• _Set task_: Copy out all of the lines below with no changes at all.
======
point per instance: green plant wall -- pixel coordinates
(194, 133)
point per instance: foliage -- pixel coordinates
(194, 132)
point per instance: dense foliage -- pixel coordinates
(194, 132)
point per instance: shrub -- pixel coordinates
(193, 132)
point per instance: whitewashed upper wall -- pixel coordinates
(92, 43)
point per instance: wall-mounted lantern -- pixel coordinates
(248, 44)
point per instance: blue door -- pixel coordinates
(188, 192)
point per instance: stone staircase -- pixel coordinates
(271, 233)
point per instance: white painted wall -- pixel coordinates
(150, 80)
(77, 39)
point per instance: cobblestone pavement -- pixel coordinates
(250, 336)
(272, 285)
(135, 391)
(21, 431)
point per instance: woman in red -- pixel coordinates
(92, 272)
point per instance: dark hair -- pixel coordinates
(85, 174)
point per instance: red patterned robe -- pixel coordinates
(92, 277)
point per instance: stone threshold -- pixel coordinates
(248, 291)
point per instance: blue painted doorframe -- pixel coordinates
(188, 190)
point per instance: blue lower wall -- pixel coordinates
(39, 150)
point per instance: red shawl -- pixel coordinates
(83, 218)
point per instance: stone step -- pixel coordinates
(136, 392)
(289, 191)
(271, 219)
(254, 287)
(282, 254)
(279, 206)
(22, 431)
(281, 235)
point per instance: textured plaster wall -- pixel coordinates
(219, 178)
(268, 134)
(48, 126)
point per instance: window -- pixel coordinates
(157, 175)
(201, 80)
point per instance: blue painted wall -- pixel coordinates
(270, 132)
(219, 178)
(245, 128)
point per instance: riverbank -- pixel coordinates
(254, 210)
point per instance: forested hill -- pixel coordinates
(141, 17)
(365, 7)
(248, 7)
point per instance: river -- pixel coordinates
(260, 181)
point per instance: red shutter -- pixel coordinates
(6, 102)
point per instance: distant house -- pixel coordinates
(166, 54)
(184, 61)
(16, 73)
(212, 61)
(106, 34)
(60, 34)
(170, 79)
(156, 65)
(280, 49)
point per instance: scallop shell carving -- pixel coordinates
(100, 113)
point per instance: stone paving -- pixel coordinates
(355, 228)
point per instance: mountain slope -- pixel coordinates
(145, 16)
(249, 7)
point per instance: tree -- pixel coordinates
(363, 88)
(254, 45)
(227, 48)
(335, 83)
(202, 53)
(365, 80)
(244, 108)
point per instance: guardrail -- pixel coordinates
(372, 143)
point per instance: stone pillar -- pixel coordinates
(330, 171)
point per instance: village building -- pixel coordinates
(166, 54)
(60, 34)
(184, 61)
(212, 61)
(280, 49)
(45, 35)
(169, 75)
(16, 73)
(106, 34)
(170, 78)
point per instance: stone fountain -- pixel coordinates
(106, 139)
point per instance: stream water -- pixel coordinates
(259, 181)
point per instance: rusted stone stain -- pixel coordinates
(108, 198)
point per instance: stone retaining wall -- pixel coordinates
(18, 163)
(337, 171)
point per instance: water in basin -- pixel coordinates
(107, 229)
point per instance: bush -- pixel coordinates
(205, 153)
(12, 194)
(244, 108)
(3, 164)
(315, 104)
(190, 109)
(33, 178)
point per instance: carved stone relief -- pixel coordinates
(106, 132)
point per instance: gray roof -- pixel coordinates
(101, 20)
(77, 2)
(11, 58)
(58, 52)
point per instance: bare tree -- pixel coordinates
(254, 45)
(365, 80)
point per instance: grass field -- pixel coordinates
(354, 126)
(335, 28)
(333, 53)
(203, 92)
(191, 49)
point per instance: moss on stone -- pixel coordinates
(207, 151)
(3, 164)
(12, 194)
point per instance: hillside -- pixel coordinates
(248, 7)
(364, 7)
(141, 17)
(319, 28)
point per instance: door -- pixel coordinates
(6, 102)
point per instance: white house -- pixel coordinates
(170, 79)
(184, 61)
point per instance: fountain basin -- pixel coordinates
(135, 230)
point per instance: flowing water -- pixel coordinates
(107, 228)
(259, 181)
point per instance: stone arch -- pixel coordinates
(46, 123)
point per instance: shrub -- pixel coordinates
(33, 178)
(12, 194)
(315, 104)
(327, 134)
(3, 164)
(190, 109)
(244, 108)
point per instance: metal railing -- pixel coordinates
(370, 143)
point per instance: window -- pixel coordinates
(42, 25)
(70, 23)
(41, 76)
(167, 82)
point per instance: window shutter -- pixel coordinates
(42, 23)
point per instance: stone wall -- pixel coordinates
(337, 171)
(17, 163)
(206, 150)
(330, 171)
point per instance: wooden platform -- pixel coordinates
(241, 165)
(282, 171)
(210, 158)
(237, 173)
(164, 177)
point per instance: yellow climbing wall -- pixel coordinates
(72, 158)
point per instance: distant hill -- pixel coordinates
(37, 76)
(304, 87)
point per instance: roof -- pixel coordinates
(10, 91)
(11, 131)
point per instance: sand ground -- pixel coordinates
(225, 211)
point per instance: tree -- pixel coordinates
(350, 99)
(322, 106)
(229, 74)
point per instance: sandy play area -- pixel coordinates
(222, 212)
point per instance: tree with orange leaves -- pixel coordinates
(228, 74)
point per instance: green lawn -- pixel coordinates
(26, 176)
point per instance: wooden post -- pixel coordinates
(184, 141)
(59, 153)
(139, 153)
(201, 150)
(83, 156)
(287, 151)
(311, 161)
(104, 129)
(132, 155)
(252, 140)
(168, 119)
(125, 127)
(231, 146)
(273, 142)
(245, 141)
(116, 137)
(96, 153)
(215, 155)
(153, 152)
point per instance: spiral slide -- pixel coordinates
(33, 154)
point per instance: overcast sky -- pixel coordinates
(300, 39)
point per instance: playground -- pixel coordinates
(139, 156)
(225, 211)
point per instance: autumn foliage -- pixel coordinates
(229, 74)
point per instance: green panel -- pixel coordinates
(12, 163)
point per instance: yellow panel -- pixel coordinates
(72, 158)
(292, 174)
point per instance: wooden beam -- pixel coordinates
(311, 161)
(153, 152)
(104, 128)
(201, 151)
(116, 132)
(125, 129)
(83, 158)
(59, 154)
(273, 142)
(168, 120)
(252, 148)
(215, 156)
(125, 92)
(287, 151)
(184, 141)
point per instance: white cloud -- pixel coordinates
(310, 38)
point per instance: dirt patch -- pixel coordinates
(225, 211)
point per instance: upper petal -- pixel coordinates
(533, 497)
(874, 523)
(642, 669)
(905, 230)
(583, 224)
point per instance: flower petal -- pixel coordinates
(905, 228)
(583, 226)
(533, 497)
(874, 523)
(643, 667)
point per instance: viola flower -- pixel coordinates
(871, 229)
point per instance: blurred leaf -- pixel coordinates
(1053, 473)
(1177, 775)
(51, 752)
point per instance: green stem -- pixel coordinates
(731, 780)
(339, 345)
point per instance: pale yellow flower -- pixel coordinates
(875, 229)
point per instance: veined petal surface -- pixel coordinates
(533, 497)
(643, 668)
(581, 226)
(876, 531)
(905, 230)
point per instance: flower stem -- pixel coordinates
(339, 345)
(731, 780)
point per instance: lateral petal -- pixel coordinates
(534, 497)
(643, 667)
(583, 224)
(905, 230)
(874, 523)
======
• _Response for this exercise_:
point per instance: green plant wall -- pixel coordinates
(194, 133)
point per instance: foliage -- pixel coordinates
(194, 132)
point per instance: dense foliage -- pixel coordinates
(194, 132)
point per instance: shrub -- pixel coordinates
(193, 132)
point per instance: whitewashed upper wall -- pixel coordinates
(92, 43)
point per instance: wall-mounted lantern -- pixel coordinates
(248, 44)
point per instance: blue door -- pixel coordinates
(188, 192)
point per instance: stone staircase -- pixel coordinates
(271, 233)
point per instance: white painted wall -- pixel coordinates
(150, 80)
(77, 39)
point per instance: cobblestone pavement -- pixel coordinates
(250, 336)
(272, 285)
(135, 391)
(21, 431)
point per instance: woman in red -- pixel coordinates
(92, 272)
point per instance: dark hair -- pixel coordinates
(85, 174)
point per instance: red patterned robe -- pixel coordinates
(92, 277)
point per instance: stone threshold -- pixel coordinates
(248, 291)
point per instance: blue painted doorframe -- pixel coordinates
(188, 190)
point per instance: blue lower wall -- pixel coordinates
(39, 150)
point per instance: red shawl -- pixel coordinates
(83, 218)
point per instance: stone step -- pixel coordinates
(136, 392)
(289, 191)
(271, 219)
(254, 287)
(282, 254)
(279, 206)
(22, 431)
(281, 235)
point per instance: textured plaster wall -- pixel coordinates
(219, 178)
(268, 134)
(48, 126)
point per instance: window -- pixel coordinates
(157, 175)
(201, 80)
point per instance: blue painted wall -- pixel coordinates
(270, 132)
(219, 178)
(245, 128)
point per instance: riverbank -- pixel coordinates
(254, 210)
point per instance: forested hill -- pixel coordinates
(141, 17)
(365, 7)
(248, 7)
point per instance: river -- pixel coordinates
(260, 181)
point per instance: red shutter -- pixel coordinates
(6, 102)
point per instance: distant house -- pixel coordinates
(166, 54)
(184, 61)
(16, 73)
(212, 61)
(106, 34)
(60, 34)
(170, 79)
(156, 65)
(280, 49)
point per instance: scallop shell carving -- pixel coordinates
(100, 113)
point per instance: stone paving -- pixel coordinates
(355, 228)
point per instance: mountain slope -- pixel coordinates
(145, 16)
(249, 7)
point per instance: tree -- pixel coordinates
(363, 88)
(254, 45)
(227, 48)
(335, 83)
(202, 53)
(365, 80)
(244, 108)
point per instance: guardrail -- pixel coordinates
(372, 143)
point per instance: stone pillar -- pixel coordinates
(330, 171)
point per instance: village building -- pixel coordinates
(166, 54)
(60, 34)
(184, 61)
(212, 61)
(280, 49)
(45, 35)
(169, 75)
(16, 73)
(106, 34)
(170, 78)
point per instance: stone fountain -- pixel coordinates
(106, 139)
point per instance: stream water -- pixel coordinates
(259, 181)
point per instance: rusted stone stain -- pixel coordinates
(108, 198)
point per instance: stone retaining wall -- pixel coordinates
(18, 163)
(337, 171)
point per instance: water in basin -- pixel coordinates
(107, 229)
point per instance: bush -- pixel coordinates
(205, 153)
(12, 194)
(244, 108)
(3, 164)
(315, 104)
(190, 109)
(33, 178)
point per instance: carved stone relief -- pixel coordinates
(106, 132)
point per instance: gray roof -- pixel coordinates
(101, 20)
(77, 2)
(11, 58)
(58, 52)
point per instance: bare tree -- pixel coordinates
(254, 45)
(365, 80)
point per instance: grass field -- pixel coordinates
(354, 126)
(335, 28)
(333, 53)
(203, 92)
(191, 49)
point per instance: moss on stone -- pixel coordinates
(207, 151)
(3, 164)
(12, 194)
point per instance: hillside -- pixel coordinates
(248, 7)
(364, 7)
(141, 17)
(319, 28)
point per instance: door -- pixel coordinates
(6, 102)
point per instance: white house -- pixel coordinates
(170, 79)
(184, 61)
point per instance: fountain basin -- pixel coordinates
(135, 230)
point per instance: flowing water -- pixel coordinates
(107, 228)
(259, 181)
point per instance: stone arch -- pixel coordinates
(46, 123)
point per instance: shrub -- pixel coordinates
(33, 178)
(12, 194)
(315, 104)
(327, 134)
(3, 164)
(190, 109)
(244, 108)
point per instance: metal railing -- pixel coordinates
(370, 143)
point per instance: window -- pixel coordinates
(42, 25)
(70, 23)
(41, 76)
(167, 82)
point per instance: window shutter -- pixel coordinates
(42, 23)
point per instance: stone wall -- pixel coordinates
(337, 171)
(17, 163)
(206, 150)
(330, 171)
point per instance: wooden platform -- pixel coordinates
(241, 165)
(282, 171)
(210, 158)
(237, 173)
(164, 177)
point per instance: yellow climbing wall -- pixel coordinates
(72, 158)
point per instance: distant hill -- pixel coordinates
(37, 76)
(304, 87)
point per instance: roof -- pixel coordinates
(10, 91)
(11, 131)
point per instance: sand ground -- pixel coordinates
(225, 211)
point per instance: tree -- pixel coordinates
(350, 99)
(322, 106)
(229, 74)
point per instance: sandy play area -- pixel coordinates
(222, 212)
point per instance: tree with orange leaves -- pixel coordinates
(228, 74)
point per instance: green lawn -- pixel coordinates
(26, 176)
point per instance: wooden post -- pixel coordinates
(184, 141)
(59, 153)
(139, 153)
(201, 150)
(83, 156)
(287, 151)
(311, 161)
(104, 129)
(132, 155)
(252, 140)
(168, 119)
(125, 127)
(231, 146)
(273, 142)
(245, 141)
(116, 137)
(96, 153)
(215, 155)
(153, 152)
point per instance: spiral slide -- pixel coordinates
(33, 154)
point per instance: overcast sky -- pixel coordinates
(300, 39)
point per instance: playground -- pixel coordinates
(139, 156)
(225, 211)
point per instance: autumn foliage -- pixel coordinates
(229, 74)
point per instance: green panel -- pixel coordinates
(12, 163)
point per instance: yellow panel -- pixel coordinates
(72, 158)
(292, 174)
point per instance: wooden beam -- pixel coordinates
(311, 161)
(153, 152)
(104, 128)
(201, 151)
(116, 132)
(125, 129)
(83, 158)
(59, 154)
(273, 142)
(168, 120)
(252, 148)
(215, 156)
(125, 92)
(287, 151)
(184, 141)
point per instance: white cloud -- pixel coordinates
(310, 38)
point per instance: dirt patch -- pixel coordinates
(225, 211)
point per instance: upper petal -- pixel coordinates
(533, 497)
(874, 523)
(642, 669)
(905, 230)
(583, 224)
point per instance: flower petal -- pixel coordinates
(905, 228)
(583, 226)
(533, 497)
(874, 523)
(643, 667)
point per instance: viola flower -- pixel coordinates
(871, 229)
point per instance: blurred leaf -- pixel coordinates
(1053, 473)
(1177, 775)
(51, 752)
point per instance: green stem -- pixel coordinates
(731, 780)
(339, 345)
point per instance: pale yellow flower -- pixel coordinates
(875, 229)
point per instance: veined petal surface -- pixel coordinates
(533, 497)
(643, 668)
(581, 226)
(876, 531)
(905, 230)
point per instance: flower stem -- pixel coordinates
(339, 345)
(731, 780)
point per instance: lateral petal -- pixel coordinates
(534, 497)
(643, 667)
(583, 224)
(905, 230)
(874, 523)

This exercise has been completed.